Texte proposé:
29/05/2021

The Cambridge Greek Lexicon (Diggle et al. 2021)

Ce n’est pas tous les jours qu’un nouveau lexique de grec ancien est publié. Après une remarquable grammaire parue en 2019, l’Oxford University Press ajoute donc à sa collection The Cambridge Greek Lexicon (2021) éditée par J. Diggle et al.

The Cambridge Greek Lexicon is based upon principles differing from those of existing Greek lexica. Entries are organised according to meaning, with a view to showing the developing senses of words and the relationships between those senses. Other contextual and explanatory information, all expressed in contemporary English, is included, such as the typical circumstances in which a word may be used, thus giving fresh insights into aspects of Greek language and culture. The editors have systematically re-examined the source material (including that which has been discovered since the end of the nineteenth century) and have made use of the most recent textual and philological scholarship. The Lexicon, which has been twenty years in the making, is written by an editorial team based in the Faculty of Classics in Cambridge, consisting of Professor James Diggle (Editor-in-Chief), Dr Bruce Fraser, Dr Patrick James, Dr Oliver Simkin, Dr Anne Thompson, and Mr Simon Westripp.

Consigne 1:
Restituez à l'identique le passage du texte sur le Cambridge Greek Lexicon qui va de « Ce n’est pas » jusqu'à « J. Diggle et al. » inclus.
Consigne 2:
Reprenez le texte sur le Cambridge Greek Lexicon là où il s'arrête et prolongez-le.

Extrait du corpus:
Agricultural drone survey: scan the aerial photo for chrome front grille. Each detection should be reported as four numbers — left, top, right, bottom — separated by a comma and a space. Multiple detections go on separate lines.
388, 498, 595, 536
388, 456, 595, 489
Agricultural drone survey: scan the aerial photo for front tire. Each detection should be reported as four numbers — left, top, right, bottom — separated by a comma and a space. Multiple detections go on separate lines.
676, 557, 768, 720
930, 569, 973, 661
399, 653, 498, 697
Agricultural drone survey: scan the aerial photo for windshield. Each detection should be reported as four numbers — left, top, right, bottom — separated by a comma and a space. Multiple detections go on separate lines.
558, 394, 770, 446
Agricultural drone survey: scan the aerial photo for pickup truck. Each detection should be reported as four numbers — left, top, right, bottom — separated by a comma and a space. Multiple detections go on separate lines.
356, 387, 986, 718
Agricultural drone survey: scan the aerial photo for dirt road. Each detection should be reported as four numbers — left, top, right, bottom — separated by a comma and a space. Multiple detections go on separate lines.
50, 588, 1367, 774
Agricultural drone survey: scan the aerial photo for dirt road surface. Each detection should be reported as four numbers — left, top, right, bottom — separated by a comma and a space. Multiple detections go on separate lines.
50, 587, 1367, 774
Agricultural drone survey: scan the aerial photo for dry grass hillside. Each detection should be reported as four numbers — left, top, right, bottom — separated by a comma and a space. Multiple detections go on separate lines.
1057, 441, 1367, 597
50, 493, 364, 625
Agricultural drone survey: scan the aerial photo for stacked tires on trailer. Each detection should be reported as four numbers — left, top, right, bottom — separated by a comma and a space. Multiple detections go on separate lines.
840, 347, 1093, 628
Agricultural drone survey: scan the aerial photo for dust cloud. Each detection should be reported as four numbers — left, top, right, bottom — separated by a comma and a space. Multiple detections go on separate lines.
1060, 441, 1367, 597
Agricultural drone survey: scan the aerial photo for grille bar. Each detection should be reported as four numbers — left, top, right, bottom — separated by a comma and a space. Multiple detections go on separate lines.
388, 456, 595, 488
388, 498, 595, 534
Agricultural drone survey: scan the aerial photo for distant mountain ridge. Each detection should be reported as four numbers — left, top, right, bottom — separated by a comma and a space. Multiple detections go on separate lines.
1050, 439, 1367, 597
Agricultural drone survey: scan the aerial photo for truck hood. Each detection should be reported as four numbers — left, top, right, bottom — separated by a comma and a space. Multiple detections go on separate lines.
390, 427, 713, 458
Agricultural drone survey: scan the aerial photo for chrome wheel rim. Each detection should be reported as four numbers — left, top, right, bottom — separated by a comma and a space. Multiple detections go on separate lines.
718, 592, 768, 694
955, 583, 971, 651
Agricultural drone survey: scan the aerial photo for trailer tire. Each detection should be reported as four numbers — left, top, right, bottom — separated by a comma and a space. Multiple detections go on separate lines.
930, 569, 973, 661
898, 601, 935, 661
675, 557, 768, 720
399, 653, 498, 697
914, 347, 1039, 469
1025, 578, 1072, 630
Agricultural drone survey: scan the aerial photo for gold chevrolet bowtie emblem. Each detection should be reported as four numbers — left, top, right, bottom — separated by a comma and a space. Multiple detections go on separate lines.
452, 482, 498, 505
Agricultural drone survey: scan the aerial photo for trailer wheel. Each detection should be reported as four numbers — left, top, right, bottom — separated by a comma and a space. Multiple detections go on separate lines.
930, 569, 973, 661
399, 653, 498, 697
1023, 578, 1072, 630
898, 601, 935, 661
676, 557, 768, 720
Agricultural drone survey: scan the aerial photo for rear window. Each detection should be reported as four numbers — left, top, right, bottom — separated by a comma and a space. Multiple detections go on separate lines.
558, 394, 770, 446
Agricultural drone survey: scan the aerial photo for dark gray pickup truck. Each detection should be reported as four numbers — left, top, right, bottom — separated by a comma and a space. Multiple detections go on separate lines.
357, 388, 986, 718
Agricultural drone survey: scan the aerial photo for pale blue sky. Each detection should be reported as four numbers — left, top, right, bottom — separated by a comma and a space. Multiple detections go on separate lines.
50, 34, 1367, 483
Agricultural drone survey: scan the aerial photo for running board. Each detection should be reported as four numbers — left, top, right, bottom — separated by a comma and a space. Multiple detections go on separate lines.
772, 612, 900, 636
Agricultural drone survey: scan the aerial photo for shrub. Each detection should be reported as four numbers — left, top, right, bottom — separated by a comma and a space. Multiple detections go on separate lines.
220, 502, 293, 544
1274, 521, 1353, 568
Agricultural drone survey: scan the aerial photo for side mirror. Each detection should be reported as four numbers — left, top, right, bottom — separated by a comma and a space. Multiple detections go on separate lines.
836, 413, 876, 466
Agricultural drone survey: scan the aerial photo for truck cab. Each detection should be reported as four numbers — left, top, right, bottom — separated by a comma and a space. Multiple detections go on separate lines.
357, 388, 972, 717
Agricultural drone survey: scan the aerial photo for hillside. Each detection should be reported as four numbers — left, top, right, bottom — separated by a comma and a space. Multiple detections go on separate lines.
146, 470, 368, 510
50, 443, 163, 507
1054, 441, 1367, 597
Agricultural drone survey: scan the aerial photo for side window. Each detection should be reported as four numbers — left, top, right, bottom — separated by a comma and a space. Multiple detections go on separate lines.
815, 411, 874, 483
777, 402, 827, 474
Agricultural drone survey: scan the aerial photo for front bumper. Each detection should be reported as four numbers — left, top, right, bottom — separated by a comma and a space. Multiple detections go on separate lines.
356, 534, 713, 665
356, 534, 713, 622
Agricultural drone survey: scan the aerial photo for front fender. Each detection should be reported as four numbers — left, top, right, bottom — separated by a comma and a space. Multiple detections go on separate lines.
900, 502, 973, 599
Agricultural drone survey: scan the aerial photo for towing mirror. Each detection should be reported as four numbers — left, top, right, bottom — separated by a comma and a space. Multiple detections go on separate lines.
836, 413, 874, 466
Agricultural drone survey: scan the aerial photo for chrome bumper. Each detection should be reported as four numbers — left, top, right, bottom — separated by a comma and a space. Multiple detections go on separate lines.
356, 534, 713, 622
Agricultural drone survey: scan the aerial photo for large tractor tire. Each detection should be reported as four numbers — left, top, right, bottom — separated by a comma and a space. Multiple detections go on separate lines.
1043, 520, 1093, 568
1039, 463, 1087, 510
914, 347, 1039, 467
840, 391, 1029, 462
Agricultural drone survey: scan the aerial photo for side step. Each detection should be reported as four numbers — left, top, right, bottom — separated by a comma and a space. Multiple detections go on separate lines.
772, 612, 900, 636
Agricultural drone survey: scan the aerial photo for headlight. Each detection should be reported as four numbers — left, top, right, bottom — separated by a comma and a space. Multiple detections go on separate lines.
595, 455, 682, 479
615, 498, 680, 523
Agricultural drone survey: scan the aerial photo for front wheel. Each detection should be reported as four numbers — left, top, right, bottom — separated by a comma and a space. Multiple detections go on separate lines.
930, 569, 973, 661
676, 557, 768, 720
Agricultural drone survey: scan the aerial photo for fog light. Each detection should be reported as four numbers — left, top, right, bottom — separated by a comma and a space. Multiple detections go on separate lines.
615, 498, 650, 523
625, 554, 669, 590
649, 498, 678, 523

Résultat obtenu 1:
Ce n’est pas tous les jours qu’un nouveau lexique de grec ancien est publié. Après une remarquable grammaire parue en 2019, l’Oxford University Press ajoute donc à sa collection The Cambridge Greek Lexicon (2021) éditée par J. Diggle et al.

Résultat obtenu 2:
Les deux principales promesses sont les suivantes :

une organisation selon le sens

une lexicographie ab ovo par l’examen des sources primaires

Le projet a été initié par le célèbre Dr Chadwick en 1997, avec pour but initial de réviser l’Intermediate Greek-English Lexicon. Mais l’on s’est bien vite rendu compte que c’est plus qu’une révision qui était nécessaire, les sciences philologiques ayant significativement progressé depuis le XIXe s., sans parler des nombreuses découvertes épigraphiques ou papyrologiques effectuées depuis. Décision fut prise de réaliser un lexique tout à fait indépendant, fondé sur un réexamen des sources. Cet objet louable et ambitieux s’inspire des travaux de Lee 2003, lequel a dénoncé les insuffisances de la plupart des lexiques de grec disponibles sur le marché : ils sont tributaires de leurs prédécesseurs à un degré indécent, font généralement peu progresser la lexicographie, pérennisent des erreurs, proposent des gloses plutôt que de véritables définitions, et procèdent parfois d’une logique plus commerciale que scientifique. Dans ce contexte, le besoin d’outils fondés sur des méthodes modernes, et un réexamen minutieux des textes anciens, est plus que nécessaire, mais représente naturellement un travail herculéen.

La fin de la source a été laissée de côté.